Your instructions:
In the records below, find the line containing "In this exercise you will mark the yellow"; copy exactly that line and all lines after it to the end, and nothing else.

--- Start Given records ---

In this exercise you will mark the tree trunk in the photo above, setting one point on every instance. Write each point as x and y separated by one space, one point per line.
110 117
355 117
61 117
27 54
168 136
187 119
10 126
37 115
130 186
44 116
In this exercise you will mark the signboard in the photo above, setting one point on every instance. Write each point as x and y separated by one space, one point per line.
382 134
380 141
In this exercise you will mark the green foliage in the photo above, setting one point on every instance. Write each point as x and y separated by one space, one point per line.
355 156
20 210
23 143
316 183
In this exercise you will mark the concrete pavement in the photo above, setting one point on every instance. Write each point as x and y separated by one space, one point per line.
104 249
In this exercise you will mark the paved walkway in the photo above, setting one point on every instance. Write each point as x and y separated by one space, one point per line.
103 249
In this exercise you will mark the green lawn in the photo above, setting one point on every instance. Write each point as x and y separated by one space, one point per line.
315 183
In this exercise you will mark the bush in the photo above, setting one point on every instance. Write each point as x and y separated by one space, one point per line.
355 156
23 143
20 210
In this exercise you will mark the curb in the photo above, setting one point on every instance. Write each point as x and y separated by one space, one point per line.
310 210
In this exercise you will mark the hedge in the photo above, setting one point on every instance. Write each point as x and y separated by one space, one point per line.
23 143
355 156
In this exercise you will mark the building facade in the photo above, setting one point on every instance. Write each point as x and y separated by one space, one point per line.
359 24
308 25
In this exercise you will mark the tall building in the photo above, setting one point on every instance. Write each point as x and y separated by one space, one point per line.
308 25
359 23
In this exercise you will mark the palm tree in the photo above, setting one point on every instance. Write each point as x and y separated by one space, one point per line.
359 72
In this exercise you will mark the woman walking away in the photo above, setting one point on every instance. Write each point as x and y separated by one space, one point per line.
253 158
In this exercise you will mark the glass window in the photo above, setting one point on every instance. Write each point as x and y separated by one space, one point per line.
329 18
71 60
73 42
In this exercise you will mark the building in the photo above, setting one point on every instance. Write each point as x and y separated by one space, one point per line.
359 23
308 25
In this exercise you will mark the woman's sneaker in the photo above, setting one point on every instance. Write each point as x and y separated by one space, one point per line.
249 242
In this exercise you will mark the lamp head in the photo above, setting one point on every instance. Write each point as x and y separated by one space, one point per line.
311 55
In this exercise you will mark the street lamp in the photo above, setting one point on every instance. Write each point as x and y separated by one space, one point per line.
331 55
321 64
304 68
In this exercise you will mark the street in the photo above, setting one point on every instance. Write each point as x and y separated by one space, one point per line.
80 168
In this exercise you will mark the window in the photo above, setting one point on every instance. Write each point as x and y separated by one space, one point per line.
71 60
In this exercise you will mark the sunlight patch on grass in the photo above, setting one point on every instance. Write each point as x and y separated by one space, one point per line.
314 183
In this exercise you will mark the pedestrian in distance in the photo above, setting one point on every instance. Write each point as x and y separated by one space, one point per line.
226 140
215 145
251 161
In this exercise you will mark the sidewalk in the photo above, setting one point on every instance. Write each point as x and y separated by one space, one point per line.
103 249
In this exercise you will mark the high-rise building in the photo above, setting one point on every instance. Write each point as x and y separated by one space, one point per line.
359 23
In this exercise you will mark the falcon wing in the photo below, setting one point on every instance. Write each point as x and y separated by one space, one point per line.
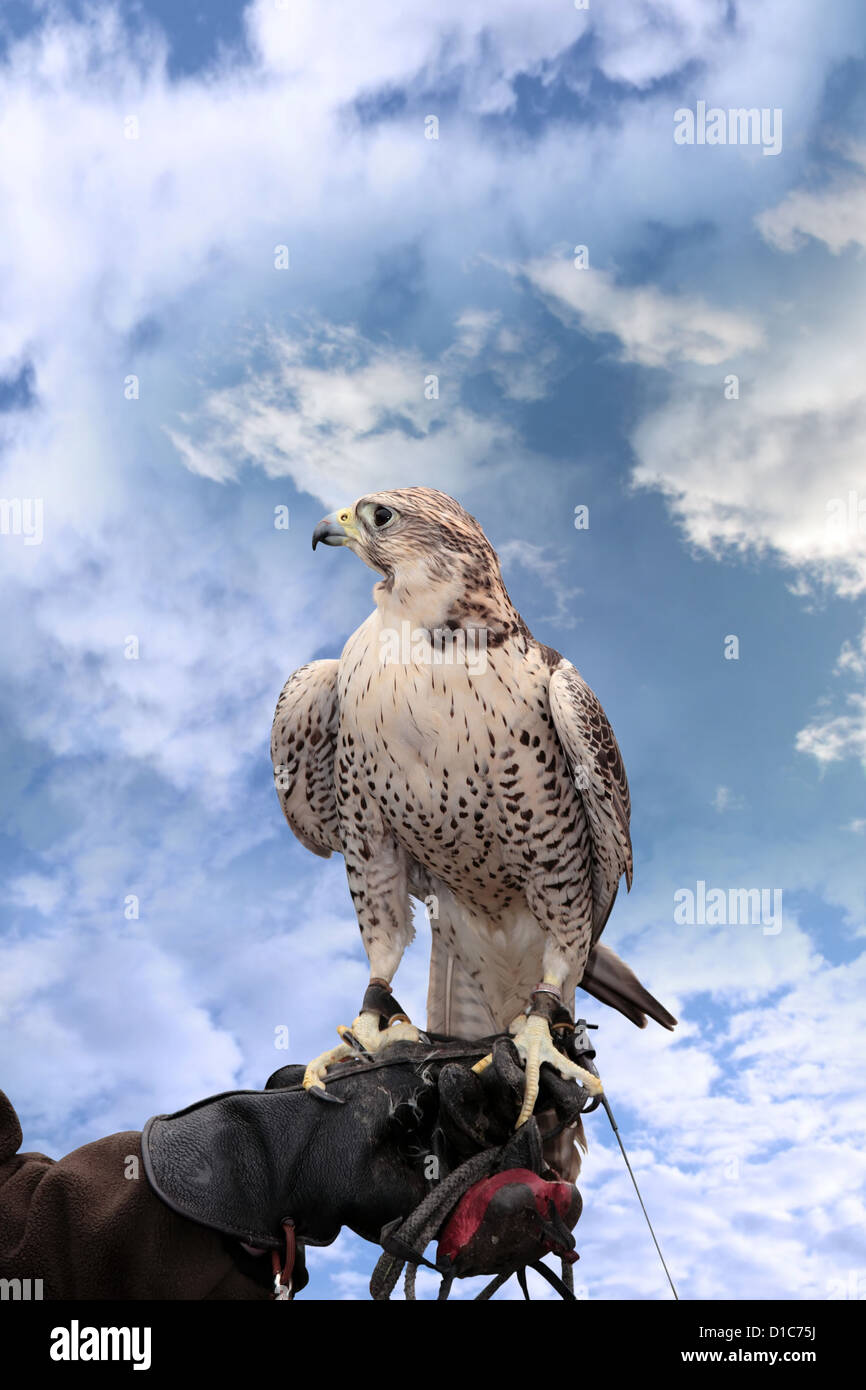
597 767
303 742
599 777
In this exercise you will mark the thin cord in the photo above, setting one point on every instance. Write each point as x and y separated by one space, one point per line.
606 1104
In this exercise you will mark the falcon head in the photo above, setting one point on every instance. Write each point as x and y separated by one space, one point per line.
394 530
434 558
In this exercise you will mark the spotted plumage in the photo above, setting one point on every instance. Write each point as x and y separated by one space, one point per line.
488 784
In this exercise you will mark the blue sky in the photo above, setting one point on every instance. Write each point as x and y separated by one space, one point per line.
154 257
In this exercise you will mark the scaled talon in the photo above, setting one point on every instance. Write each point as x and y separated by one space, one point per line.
364 1034
534 1043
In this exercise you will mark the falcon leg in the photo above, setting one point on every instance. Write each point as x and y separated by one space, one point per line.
380 1023
534 1043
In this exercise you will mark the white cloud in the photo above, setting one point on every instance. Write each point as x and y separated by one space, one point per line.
342 426
834 216
655 328
724 799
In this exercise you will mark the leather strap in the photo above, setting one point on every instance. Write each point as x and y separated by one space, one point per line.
282 1278
380 1000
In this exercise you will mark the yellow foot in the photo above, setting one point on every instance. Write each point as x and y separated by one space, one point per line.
535 1045
364 1036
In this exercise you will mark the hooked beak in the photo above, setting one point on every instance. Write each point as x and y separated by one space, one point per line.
337 528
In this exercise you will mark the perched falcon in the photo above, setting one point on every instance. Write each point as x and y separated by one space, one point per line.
451 756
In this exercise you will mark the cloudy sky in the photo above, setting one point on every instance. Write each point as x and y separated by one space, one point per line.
230 257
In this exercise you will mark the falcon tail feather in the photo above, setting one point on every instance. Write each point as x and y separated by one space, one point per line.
610 980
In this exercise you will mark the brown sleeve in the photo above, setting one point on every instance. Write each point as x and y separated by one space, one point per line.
89 1226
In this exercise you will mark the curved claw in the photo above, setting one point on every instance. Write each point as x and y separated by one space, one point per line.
535 1045
360 1041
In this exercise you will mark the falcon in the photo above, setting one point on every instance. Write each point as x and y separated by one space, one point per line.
451 756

--- End Given records ---

In response:
In this exercise you will mark the yellow foot in the photo above, setting one point on every instance. Write each point as x and y separated by one space, one point per line.
535 1045
364 1036
In this exercise you will mark the hooked beak in the photo above, setting one point on every instance. Write each point as x and y separated by one space, one point per line.
337 528
In this exercise you will mark the perched falcon in the photo above, setting one point on every instance. Write each point as x and y separated by one space, one point per line.
451 756
In this exercise you will mark the cloudy sky in the photo above, setting one point on every instance. Write each point as x and y separated by one space, one point per line.
230 257
In this exercise you will mark the falcon tail feather in the photo above, setting one point on every instance. Write each point as x and y separated by one space, one point per line.
610 980
In this exercise you will mark the brown sleeve in the photo above, setting one point on every instance. Write each point as x and y separated by one space, one point per line.
89 1226
In this exercise you will mark the curved claw in the photo above, setting one point on every instance. Write each point as x and y separated by one space, one point per line.
535 1045
360 1041
In this exercise you will mark the falcon in the photo above, setting one point on every instance. Write each point as x and y separated by one space, one point per line.
451 756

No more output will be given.